- _DOCUMENT SECTION_
______

# Tristan und Isolde- 1 more time!



## Chi_townPhilly

The Metropolitan Opera's Saturday afternoon broadcast for 6 December 2008 will be Wagner's *Tristan und Isolde*- this time under the baton of Daniel Barenboim. These performances will be Barenboim's first ever appearances at the Old Horseshoe.

It's hard to imagine that it will achieve the level of this performance, but I will be tuning in nonetheless!


----------



## SixFootScowl

Has there been a decent Tristan und Isolde staged since 2008?


----------



## Granate

Fritz! Stop!


----------



## SixFootScowl

^ That is weird. But you make a good point. I am stupid for Tristan und Isolde. It is a stupidly blissful feeling just listening to this symphonic musical drama over and over.


----------



## Woodduck

When I first got to know _Tristan_ I was so obsessed that it scared me. I felt I'd be punished for it, as if I were having an illicit affair. I was sixteen then. What's your excuse?


----------



## regnaDkciN

Chi_townPhilly said:


> The Metropolitan Opera's Saturday afternoon broadcast for 6 December 2008 will be Wagner's *Tristan und Isolde*- this time under the baton of Daniel Barenboim. These performances will be Barenboim's first ever appearances at the Old Horseshoe.
> 
> It's hard to imagine that it will achieve the level of this performance, but I will be tuning in nonetheless!


So how _was_ that performance almost ten years ago? :lol:


----------

______

Pointing and labeling entries
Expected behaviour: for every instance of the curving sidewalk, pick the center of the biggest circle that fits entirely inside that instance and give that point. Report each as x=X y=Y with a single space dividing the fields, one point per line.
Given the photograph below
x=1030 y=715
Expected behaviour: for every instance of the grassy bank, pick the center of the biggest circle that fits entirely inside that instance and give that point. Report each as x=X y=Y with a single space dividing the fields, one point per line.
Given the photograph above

______

- _EXERCISE PROMPT_
From the forum thread on Tristan und Isolde above, quote the passage beginning at the words "## Woodduck" and stopping after the words "What's your excuse?".

- _THE SOLUTION_
## Woodduck

When I first got to know _Tristan_ I was so obsessed that it scared me. I felt I'd be punished for it, as if I were having an illicit affair. I was sixteen then. What's your excuse?